> Supplied information
■ ■ ■ ■ ■
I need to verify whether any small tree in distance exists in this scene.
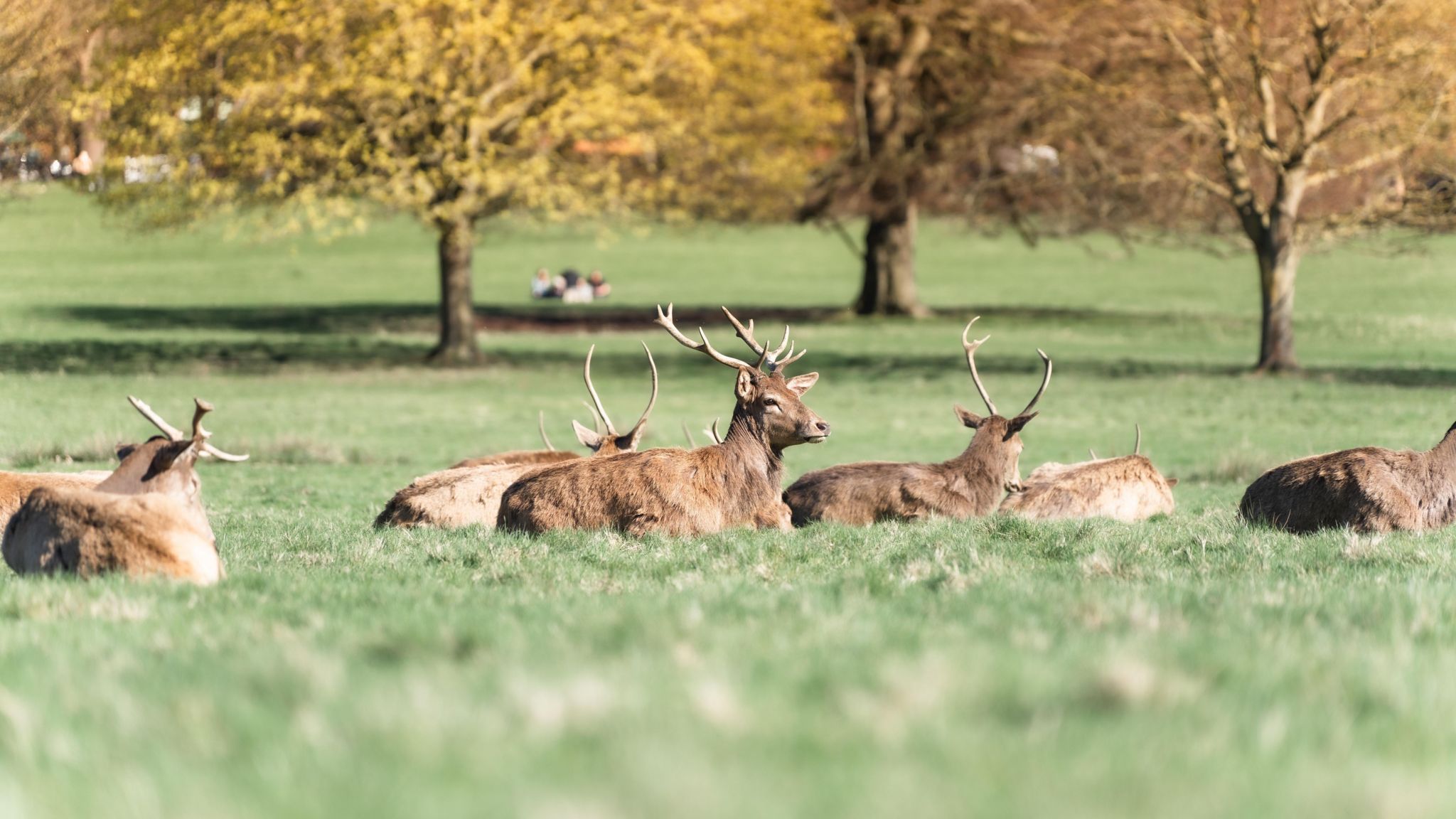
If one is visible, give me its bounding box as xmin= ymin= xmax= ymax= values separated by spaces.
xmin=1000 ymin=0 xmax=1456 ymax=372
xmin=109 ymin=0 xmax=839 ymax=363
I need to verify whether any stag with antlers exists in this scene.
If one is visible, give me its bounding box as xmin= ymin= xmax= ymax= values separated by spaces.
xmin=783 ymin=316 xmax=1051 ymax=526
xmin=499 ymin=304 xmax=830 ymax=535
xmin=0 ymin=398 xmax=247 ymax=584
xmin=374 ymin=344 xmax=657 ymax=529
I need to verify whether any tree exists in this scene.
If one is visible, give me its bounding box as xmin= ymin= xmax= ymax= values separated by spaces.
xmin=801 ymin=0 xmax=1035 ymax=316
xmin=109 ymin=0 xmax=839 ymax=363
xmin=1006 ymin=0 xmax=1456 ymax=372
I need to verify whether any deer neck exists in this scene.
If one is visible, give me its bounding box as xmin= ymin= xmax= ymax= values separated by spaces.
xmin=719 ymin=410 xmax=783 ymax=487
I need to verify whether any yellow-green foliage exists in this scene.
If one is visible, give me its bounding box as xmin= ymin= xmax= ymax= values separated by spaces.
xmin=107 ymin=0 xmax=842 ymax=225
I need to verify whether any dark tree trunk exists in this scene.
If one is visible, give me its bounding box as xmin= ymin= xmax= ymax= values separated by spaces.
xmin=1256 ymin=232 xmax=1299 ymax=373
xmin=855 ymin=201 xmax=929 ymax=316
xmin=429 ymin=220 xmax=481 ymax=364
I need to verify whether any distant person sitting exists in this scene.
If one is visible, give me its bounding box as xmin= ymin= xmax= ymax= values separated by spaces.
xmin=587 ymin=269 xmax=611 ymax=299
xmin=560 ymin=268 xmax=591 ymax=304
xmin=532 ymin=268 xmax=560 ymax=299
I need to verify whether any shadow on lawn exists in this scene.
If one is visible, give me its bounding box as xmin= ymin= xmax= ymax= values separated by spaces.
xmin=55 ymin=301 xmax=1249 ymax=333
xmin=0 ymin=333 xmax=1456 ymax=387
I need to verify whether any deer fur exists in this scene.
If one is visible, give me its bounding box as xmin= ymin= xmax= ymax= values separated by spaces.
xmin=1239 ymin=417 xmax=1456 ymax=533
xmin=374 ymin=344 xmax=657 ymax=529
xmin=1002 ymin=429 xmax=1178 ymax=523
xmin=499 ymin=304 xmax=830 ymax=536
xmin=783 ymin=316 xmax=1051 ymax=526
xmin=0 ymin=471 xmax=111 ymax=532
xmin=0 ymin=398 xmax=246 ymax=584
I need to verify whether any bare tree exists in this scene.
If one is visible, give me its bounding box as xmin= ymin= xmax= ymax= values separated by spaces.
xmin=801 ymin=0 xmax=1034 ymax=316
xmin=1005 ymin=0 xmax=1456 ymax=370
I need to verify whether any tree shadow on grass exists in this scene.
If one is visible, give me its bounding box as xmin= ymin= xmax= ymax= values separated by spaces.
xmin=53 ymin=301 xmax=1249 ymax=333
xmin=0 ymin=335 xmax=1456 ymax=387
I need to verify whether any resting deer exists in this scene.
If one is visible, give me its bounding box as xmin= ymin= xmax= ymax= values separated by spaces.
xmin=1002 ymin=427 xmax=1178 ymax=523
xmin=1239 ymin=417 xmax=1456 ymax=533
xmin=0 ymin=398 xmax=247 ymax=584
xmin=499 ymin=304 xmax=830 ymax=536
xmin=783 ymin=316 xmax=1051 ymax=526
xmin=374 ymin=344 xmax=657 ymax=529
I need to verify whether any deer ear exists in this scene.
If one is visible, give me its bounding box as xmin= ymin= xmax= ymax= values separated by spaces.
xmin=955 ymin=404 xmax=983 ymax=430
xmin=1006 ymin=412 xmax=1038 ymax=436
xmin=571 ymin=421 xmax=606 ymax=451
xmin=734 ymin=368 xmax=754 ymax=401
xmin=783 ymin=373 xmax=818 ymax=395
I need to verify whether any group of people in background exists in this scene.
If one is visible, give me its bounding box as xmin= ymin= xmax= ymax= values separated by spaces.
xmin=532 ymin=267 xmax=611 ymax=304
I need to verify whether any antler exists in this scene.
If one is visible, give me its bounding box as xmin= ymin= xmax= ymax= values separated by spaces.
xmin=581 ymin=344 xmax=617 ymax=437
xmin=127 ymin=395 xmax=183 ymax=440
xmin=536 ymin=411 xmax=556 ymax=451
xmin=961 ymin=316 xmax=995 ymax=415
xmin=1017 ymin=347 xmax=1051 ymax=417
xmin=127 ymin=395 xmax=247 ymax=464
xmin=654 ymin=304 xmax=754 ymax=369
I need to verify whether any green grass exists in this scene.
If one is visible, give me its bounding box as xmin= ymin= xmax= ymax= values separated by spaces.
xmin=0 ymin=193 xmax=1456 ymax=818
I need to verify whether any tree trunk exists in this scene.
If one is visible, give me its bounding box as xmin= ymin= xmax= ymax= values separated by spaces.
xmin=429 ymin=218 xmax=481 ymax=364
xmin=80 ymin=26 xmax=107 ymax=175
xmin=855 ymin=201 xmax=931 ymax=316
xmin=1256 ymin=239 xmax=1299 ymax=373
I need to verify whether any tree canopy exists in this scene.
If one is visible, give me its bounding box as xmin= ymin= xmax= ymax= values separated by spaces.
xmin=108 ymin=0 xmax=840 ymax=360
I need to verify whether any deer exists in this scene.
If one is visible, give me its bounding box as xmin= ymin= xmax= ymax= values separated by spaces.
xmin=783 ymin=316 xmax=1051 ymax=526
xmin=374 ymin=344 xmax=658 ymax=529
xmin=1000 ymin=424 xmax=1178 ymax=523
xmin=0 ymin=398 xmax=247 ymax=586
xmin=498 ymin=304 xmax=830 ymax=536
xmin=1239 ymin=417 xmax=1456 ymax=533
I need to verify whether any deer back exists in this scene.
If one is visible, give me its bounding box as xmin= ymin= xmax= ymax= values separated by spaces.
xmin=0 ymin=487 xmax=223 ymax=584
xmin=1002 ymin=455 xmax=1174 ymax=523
■ ■ ■ ■ ■
> Given request
Can you give again the part of the listing that opens with the line containing "I need to verify whether any shadow" and closes with the line containing "xmin=0 ymin=333 xmax=1456 ymax=387", replacing "shadow on lawn" with "shaded grass" and leaving everything else unchanged?

> The output
I need to verify whether any shaded grass exists in this scene.
If one is visible, give me its bounding box as xmin= ymin= xmax= ymax= values separated by spaces.
xmin=55 ymin=301 xmax=1249 ymax=333
xmin=0 ymin=333 xmax=1456 ymax=387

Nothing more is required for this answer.